# Listed entries

• • • • •

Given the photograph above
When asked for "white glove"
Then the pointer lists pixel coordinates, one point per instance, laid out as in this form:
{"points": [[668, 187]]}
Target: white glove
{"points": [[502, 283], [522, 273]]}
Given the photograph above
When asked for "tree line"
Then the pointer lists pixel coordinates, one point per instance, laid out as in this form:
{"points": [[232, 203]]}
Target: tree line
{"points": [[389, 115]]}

• • • • •

# What to produce
Turn every line of the records above into a JSON list of strings, one string per line, skipping any blank lines.

# Reply to the task
[
  "Given the photograph above",
  "When asked for \"white glove\"",
  "Then the pointer lists pixel coordinates, one point per instance, laid out as in this form:",
  "{\"points\": [[668, 187]]}",
  "Target: white glove",
  "{\"points\": [[502, 283], [522, 273]]}",
  "Given the photograph above",
  "When asked for \"tree line\"",
  "Then the pointer lists pixel coordinates, one point per instance, laid out as in this form:",
  "{\"points\": [[232, 203]]}",
  "Target: tree line",
  "{\"points\": [[389, 115]]}"
]